→ **WHAT NEEDS TO BE DONE**
Write out every one of the rows below again, putting "picture" wherever "screenshot" appears and leaving the rest unchanged.

==*==

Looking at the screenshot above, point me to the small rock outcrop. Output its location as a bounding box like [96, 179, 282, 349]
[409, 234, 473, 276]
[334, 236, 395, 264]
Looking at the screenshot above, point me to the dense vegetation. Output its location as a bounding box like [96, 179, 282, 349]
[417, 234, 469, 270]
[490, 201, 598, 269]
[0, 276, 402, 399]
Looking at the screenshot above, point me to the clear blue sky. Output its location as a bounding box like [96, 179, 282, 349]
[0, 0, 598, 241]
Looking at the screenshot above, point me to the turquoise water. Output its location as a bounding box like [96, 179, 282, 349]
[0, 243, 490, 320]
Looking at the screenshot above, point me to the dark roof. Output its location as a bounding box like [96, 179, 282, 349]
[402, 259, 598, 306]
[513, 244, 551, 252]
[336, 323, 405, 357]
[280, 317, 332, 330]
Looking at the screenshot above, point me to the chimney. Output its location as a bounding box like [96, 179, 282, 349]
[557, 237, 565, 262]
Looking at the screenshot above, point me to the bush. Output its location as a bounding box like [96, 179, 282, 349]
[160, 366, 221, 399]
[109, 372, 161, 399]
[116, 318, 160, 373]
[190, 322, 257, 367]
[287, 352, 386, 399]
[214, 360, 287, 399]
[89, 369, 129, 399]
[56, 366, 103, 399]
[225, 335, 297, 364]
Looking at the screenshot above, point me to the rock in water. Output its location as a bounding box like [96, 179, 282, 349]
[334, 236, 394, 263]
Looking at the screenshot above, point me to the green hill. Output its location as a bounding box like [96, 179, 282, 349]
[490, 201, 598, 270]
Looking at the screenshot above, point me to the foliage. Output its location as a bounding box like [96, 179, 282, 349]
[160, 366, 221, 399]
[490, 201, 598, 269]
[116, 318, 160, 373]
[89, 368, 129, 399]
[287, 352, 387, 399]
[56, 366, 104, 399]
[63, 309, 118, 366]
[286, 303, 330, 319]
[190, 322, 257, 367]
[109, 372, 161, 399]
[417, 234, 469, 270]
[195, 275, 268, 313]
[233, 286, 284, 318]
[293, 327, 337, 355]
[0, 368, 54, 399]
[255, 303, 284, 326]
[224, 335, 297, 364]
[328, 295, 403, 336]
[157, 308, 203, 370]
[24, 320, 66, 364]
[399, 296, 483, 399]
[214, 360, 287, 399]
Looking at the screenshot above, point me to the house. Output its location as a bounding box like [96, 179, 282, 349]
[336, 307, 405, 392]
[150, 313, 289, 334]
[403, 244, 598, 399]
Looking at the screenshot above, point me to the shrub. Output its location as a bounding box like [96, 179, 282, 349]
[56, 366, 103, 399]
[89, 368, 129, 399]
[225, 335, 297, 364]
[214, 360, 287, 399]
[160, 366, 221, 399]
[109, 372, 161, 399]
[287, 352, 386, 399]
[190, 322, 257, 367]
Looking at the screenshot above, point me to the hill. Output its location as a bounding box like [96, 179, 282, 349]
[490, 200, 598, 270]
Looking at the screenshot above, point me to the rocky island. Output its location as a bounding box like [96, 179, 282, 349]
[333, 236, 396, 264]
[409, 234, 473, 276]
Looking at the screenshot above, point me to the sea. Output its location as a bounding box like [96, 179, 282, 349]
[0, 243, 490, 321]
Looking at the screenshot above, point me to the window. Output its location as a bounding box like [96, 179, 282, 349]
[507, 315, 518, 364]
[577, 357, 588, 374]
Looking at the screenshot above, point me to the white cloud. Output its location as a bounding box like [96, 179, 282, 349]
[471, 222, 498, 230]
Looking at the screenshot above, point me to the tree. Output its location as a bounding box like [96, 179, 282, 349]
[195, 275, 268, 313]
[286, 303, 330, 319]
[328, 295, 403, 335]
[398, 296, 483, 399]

==*==

→ **SOLUTION FOR THIS TASK**
Looking at the picture above, point me to the small rock outcrop. Output its location as a bounding box like [96, 179, 282, 349]
[409, 234, 473, 276]
[334, 236, 395, 264]
Looking at the picture above, point me to the dense vegetation. Output its location as a bounding box like [96, 179, 282, 349]
[417, 234, 469, 270]
[490, 201, 598, 269]
[0, 276, 402, 399]
Looking at the picture above, point me to the clear blue sky. Output its location as a bounding box like [96, 179, 282, 349]
[0, 0, 598, 241]
Looking at the picture above, point me to the turquoise water. Output its location as a bounding box like [96, 179, 282, 349]
[0, 243, 490, 320]
Looking at the picture above, point me to the dark roof. Output its location as a bounding box like [96, 179, 282, 349]
[402, 259, 598, 306]
[513, 244, 551, 252]
[336, 323, 405, 357]
[280, 317, 332, 330]
Looking at the picture above, point me to the chimney. Output its location as a bounding box like [96, 179, 282, 349]
[557, 237, 565, 262]
Looking at the picture above, point me to the bush. Output its location as a bounding box like [96, 179, 282, 349]
[160, 366, 221, 399]
[109, 372, 161, 399]
[116, 318, 160, 373]
[190, 322, 257, 367]
[287, 352, 386, 399]
[214, 360, 287, 399]
[89, 369, 129, 399]
[56, 366, 103, 399]
[225, 335, 297, 364]
Looking at the picture above, point me to the rock in water. Output its location as a bounding box like [96, 179, 282, 349]
[334, 236, 394, 263]
Looking at the picture above, point me to the green hill. Output its location as a bounding box like [96, 179, 282, 349]
[490, 201, 598, 270]
Looking at the picture above, point me to the foliage. Output its location as a bounding box like [96, 179, 282, 349]
[160, 366, 221, 399]
[490, 201, 598, 269]
[116, 318, 160, 373]
[89, 368, 129, 399]
[287, 352, 387, 399]
[56, 366, 104, 399]
[63, 309, 118, 366]
[286, 303, 330, 319]
[190, 322, 257, 367]
[109, 372, 161, 399]
[417, 234, 469, 270]
[195, 275, 268, 313]
[233, 286, 284, 318]
[293, 327, 337, 355]
[0, 368, 54, 399]
[255, 303, 284, 326]
[224, 335, 297, 364]
[328, 295, 403, 336]
[157, 308, 203, 370]
[24, 320, 66, 364]
[399, 296, 483, 399]
[214, 360, 287, 399]
Looking at the picture above, point me to the house. Output its location as a bounding box like [96, 179, 282, 349]
[336, 307, 405, 392]
[150, 313, 289, 334]
[403, 244, 598, 399]
Looking at the picture above, point me to the shrub. Output its location as a bounding box like [96, 179, 282, 349]
[56, 366, 103, 399]
[89, 368, 129, 399]
[225, 335, 297, 364]
[214, 360, 287, 399]
[160, 366, 221, 399]
[109, 372, 161, 399]
[287, 352, 386, 399]
[190, 322, 257, 367]
Looking at the picture above, point me to the hill. Output its location as a bounding box like [96, 179, 282, 349]
[490, 200, 598, 270]
Looking at the picture above, point me to the rocky island. Output its location as a bounding box like [96, 179, 282, 349]
[333, 236, 396, 264]
[409, 234, 473, 276]
Looking at the picture above, point me to the sea. Output its location as a bounding box like [96, 179, 282, 349]
[0, 243, 490, 321]
Looking at the picture above, point me to the window. Output its location as a bounding box like [96, 179, 282, 349]
[507, 315, 518, 364]
[577, 357, 588, 374]
Looking at the picture above, point me to the white cloud. Output its location as a bounding box like [96, 179, 282, 349]
[471, 222, 498, 230]
Looking at the picture above, point me to the tree. Output its location as a bounding box like [96, 179, 282, 349]
[195, 275, 268, 313]
[286, 303, 330, 319]
[328, 295, 403, 335]
[398, 296, 483, 399]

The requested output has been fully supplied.